:: Given instruction 1 ::
Quote the passage of the patent excerpt between "TECHNICAL FIELD" and "secondary flow losses.", inclusive.
:: Given instruction 2 ::
According to the patent excerpt, what three parts does each blade include?
:: Given instruction 3 ::
In the patent excerpt, which company are the three applications assigned to or under obligation of assignment to?

This application includes subject matter in common with co-pending
applications entitled "Airfoil Array with an Endwall Protrusion and
Components of the Array", U.S. patent application Ser. No.
11/415,915, and "Blade or Vane with a Laterally Enlarged Base",
U.S. patent application Ser. No. 11/415,892, both filed
concurrently herewith, all three applications being assigned to or
under obligation of assignment to United Technologies
Corporation.
TECHNICAL FIELD
This invention relates to airfoil arrays such as those used in
turbine engines and particularly to an airfoil array having a
nonaxisymmetric endwall for reducing secondary flow losses.
BACKGROUND
A typical gas turbine engine includes a turbine module with one or
more turbines for extracting energy from a stream of working medium
fluid. Each turbine has a hub capable of rotation about an engine
axis. The hub includes peripheral slots for holding one or more
arrays (i.e. rows) of blades. Each blade includes an attachment
adapted to fit in one of the slots, a platform and an airfoil. When
the blades are installed in the hub the platforms cooperate with
each other to partially define the radially inner boundary of an
annular working medium flowpath. The airfoils span across the
flowpath so that the airfoil tips are in close proximity to a
nonrotatable casing. The casing circumscribes the blade array to
partially define the radially outer boundary of the flowpath.

(Data records)
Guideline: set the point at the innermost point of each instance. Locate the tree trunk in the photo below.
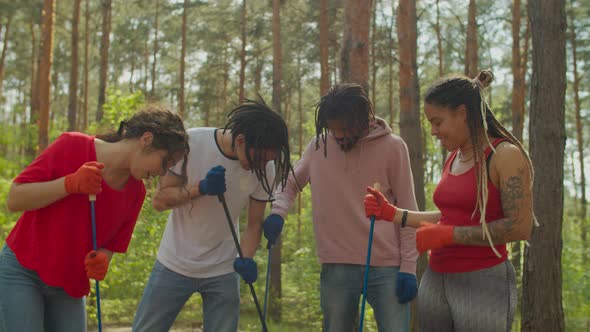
(86, 63)
(517, 114)
(300, 145)
(244, 32)
(542, 308)
(410, 124)
(155, 54)
(44, 72)
(275, 308)
(324, 48)
(471, 46)
(34, 101)
(354, 54)
(373, 54)
(182, 61)
(104, 56)
(73, 84)
(441, 70)
(390, 61)
(146, 63)
(441, 67)
(4, 49)
(517, 98)
(579, 134)
(276, 55)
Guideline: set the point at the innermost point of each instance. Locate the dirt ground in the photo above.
(128, 329)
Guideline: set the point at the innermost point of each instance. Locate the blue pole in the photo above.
(269, 246)
(92, 198)
(367, 266)
(221, 198)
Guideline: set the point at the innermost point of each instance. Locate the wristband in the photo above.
(404, 218)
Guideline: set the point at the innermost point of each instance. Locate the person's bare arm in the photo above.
(514, 181)
(35, 195)
(253, 233)
(171, 192)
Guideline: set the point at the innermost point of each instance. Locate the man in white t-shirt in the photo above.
(197, 252)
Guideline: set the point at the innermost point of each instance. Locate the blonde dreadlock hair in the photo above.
(456, 91)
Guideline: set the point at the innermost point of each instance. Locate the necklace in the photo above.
(461, 159)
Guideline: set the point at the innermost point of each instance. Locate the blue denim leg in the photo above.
(63, 313)
(221, 302)
(163, 298)
(28, 304)
(340, 291)
(389, 313)
(341, 288)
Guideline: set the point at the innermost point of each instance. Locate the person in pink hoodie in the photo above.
(353, 149)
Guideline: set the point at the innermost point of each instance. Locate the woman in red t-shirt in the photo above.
(48, 259)
(484, 200)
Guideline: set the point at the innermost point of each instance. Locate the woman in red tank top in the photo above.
(484, 200)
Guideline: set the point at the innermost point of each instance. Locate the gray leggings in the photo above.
(482, 300)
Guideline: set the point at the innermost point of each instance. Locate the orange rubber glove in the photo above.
(87, 179)
(433, 236)
(97, 264)
(377, 205)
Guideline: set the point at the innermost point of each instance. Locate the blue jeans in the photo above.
(167, 292)
(341, 287)
(28, 304)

:: Task answer 1 ::
TECHNICAL FIELD
This invention relates to airfoil arrays such as those used in
turbine engines and particularly to an airfoil array having a
nonaxisymmetric endwall for reducing secondary flow losses.

:: Task answer 2 ::
An attachment, a platform and an airfoil.

:: Task answer 3 ::
United Technologies Corporation.